INPUT RECORDS »
%%

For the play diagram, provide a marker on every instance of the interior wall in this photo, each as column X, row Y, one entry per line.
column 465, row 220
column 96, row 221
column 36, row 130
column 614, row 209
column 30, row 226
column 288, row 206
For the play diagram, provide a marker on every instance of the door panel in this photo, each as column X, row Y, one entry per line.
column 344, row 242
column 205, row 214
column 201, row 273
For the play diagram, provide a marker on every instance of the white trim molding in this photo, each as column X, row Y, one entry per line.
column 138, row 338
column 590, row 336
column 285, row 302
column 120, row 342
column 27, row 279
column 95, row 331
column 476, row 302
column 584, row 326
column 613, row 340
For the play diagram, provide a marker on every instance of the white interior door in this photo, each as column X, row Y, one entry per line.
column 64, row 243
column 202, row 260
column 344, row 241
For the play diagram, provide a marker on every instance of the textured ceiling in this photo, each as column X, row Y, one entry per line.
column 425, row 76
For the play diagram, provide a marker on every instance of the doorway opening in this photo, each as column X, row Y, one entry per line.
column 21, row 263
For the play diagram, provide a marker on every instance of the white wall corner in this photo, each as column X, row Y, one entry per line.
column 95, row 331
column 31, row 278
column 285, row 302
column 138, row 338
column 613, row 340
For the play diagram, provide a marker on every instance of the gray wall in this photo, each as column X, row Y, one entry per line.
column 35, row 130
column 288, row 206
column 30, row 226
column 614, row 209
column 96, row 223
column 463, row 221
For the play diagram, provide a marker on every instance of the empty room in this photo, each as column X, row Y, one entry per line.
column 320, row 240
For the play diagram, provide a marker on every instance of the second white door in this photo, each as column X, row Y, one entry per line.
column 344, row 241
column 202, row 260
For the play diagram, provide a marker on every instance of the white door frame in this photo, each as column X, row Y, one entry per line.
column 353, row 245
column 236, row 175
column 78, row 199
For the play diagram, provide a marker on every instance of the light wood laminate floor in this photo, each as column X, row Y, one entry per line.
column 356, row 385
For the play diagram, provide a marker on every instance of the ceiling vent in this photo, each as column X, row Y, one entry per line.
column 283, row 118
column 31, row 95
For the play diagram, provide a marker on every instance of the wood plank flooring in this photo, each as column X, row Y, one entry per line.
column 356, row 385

%%
%%

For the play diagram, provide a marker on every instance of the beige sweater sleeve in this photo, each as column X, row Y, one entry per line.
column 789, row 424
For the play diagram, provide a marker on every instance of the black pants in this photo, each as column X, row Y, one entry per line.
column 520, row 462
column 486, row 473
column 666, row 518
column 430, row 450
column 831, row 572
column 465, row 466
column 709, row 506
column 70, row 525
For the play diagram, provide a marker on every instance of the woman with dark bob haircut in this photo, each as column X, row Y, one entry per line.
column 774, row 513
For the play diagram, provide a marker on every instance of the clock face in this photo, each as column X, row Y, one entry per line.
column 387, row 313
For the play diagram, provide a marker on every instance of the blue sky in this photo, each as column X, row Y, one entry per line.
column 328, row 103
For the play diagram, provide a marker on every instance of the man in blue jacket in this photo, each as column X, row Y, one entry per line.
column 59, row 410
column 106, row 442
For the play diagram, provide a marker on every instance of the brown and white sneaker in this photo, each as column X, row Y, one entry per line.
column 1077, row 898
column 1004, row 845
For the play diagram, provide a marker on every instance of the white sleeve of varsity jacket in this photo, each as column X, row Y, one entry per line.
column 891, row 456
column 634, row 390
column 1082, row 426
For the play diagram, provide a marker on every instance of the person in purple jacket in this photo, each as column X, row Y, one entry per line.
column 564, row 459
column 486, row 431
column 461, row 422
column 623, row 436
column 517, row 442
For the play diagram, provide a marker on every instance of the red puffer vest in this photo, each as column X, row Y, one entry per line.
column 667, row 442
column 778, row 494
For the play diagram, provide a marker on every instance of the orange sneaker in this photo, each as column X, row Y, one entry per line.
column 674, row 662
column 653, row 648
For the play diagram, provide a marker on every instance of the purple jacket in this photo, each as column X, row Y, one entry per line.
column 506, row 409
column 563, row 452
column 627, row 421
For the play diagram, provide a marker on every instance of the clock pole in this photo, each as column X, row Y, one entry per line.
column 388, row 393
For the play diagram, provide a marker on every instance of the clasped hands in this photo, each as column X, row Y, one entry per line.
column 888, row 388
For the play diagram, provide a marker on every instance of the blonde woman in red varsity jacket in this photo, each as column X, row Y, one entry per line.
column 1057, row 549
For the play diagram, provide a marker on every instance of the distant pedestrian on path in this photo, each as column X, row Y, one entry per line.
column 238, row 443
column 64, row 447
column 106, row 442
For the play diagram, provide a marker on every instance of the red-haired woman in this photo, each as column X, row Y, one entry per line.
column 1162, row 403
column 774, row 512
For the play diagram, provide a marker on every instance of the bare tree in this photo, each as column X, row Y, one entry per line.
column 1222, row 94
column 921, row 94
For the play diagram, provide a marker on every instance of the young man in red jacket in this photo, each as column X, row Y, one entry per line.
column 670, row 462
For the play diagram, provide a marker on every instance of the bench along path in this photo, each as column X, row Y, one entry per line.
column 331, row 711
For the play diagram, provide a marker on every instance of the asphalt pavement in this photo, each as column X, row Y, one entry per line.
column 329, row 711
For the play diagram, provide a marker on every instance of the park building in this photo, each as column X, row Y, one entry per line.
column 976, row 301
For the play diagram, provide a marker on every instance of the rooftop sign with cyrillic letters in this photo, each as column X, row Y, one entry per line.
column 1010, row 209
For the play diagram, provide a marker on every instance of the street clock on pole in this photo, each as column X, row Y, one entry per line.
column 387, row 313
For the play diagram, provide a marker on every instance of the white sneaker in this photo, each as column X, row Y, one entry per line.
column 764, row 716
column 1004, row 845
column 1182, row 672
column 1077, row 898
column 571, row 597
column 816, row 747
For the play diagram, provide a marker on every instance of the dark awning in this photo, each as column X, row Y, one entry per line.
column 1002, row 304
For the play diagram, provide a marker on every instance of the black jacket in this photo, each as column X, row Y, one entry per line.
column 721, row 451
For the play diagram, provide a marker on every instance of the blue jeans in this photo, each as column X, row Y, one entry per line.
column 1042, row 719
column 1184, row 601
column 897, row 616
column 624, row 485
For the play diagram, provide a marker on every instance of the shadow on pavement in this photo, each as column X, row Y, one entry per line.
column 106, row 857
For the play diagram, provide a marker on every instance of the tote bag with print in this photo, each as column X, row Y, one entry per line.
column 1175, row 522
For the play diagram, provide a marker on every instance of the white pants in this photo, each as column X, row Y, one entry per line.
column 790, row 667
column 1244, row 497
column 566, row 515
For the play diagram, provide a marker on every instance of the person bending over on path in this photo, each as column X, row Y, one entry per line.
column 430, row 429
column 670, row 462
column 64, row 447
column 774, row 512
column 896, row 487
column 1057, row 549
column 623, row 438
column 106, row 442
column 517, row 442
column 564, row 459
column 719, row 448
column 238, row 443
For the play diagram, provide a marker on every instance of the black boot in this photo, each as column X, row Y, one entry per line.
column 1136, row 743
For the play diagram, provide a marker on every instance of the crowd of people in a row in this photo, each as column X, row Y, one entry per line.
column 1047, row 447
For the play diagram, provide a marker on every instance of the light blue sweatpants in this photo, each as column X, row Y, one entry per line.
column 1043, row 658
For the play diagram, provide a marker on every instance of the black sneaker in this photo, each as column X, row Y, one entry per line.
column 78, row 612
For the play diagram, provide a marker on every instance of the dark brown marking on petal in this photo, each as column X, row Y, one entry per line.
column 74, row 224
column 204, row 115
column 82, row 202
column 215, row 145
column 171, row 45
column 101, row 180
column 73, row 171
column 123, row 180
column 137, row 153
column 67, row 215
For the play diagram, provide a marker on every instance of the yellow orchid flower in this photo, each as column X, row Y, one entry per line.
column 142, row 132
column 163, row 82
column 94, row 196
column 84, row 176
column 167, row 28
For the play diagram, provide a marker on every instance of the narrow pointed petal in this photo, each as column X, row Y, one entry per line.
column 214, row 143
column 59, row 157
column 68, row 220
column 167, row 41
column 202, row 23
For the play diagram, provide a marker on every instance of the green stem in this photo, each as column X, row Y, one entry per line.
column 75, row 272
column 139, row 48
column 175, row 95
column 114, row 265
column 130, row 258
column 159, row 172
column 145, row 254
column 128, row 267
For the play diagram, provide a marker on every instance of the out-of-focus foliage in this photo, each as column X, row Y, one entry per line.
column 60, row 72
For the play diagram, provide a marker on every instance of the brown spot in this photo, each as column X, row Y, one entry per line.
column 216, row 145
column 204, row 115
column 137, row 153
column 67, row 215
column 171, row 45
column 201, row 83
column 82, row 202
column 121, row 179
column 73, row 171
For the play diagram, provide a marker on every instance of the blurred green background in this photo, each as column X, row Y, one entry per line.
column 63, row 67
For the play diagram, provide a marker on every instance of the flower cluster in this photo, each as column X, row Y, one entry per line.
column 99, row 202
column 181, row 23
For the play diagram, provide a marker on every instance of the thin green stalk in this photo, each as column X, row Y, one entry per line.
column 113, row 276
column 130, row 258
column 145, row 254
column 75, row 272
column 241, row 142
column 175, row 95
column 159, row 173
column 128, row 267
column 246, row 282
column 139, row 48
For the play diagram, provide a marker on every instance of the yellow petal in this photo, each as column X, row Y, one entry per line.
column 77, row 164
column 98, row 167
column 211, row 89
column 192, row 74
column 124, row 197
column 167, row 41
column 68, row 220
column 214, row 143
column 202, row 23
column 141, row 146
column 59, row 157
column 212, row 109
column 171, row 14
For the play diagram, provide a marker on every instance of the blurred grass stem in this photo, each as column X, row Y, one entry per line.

%%
%%

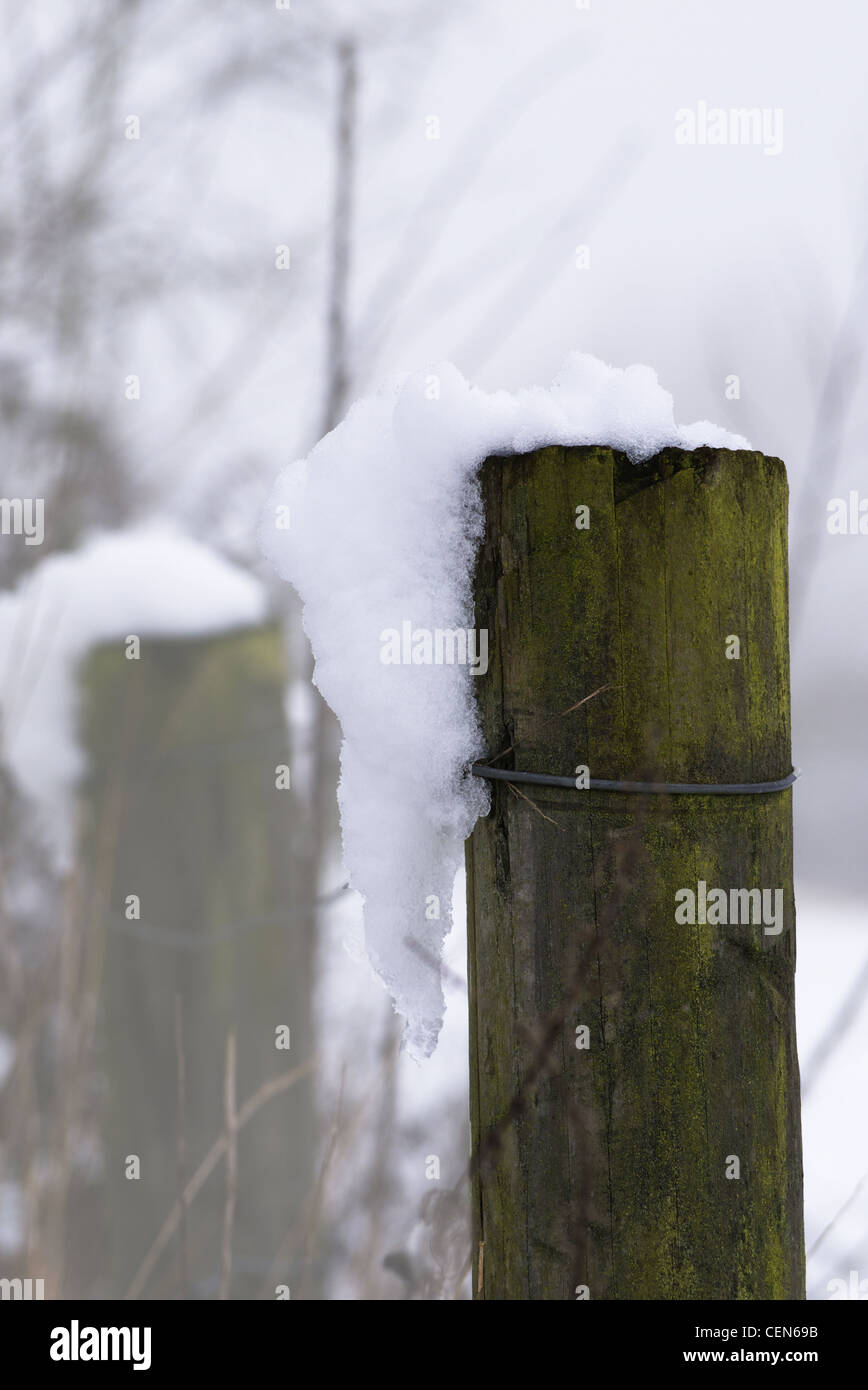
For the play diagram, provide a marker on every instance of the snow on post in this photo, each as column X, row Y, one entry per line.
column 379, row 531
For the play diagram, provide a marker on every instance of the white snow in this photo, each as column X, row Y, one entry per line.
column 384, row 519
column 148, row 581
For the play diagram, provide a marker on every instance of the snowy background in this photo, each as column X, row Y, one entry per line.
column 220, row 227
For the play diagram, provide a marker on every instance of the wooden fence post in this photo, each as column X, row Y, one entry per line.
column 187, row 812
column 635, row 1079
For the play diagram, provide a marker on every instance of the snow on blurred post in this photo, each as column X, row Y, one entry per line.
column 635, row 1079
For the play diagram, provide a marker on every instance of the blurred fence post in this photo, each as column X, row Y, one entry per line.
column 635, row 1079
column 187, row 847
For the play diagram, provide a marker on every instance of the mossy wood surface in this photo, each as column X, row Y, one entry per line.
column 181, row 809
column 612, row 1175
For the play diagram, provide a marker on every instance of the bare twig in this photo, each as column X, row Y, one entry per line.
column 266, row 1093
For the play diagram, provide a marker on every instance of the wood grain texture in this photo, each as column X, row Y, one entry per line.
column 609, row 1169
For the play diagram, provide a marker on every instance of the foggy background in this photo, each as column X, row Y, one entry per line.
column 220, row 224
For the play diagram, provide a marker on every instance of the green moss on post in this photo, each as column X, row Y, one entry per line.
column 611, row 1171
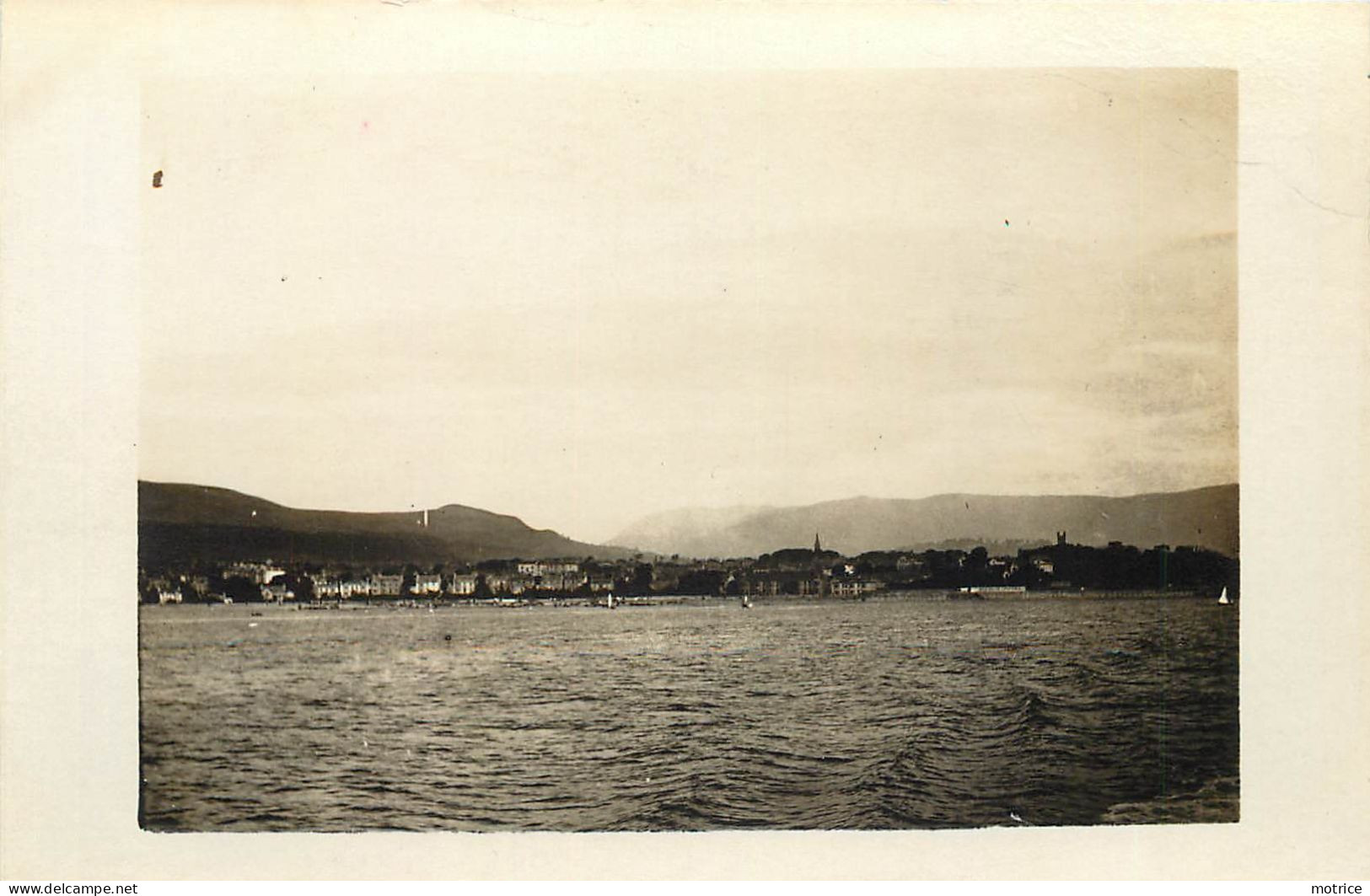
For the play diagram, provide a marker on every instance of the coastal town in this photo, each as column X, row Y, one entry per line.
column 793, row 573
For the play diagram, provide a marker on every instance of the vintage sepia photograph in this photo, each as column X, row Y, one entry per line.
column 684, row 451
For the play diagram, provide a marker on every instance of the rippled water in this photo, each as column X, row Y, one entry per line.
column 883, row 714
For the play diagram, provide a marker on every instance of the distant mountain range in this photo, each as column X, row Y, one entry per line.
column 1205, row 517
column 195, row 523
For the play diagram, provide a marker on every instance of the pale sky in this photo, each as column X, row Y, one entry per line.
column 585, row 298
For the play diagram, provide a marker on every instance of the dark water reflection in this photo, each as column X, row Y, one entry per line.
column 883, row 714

%%

EXERCISE OBJECTIVE » Quote the records word for word, starting at the line that contains "of the interior" and ending at the line that contains "column 201, row 273", with both of those lines included.

ANSWER FOR THE TASK »
For the play diagram, provide a marker on every instance of the interior wall in this photo, each as column X, row Y, one entry per line.
column 465, row 220
column 96, row 221
column 36, row 130
column 614, row 209
column 30, row 226
column 288, row 206
For the play diagram, provide a marker on every instance of the door panel in this photo, each as column X, row Y, one entry per line.
column 344, row 242
column 205, row 214
column 201, row 273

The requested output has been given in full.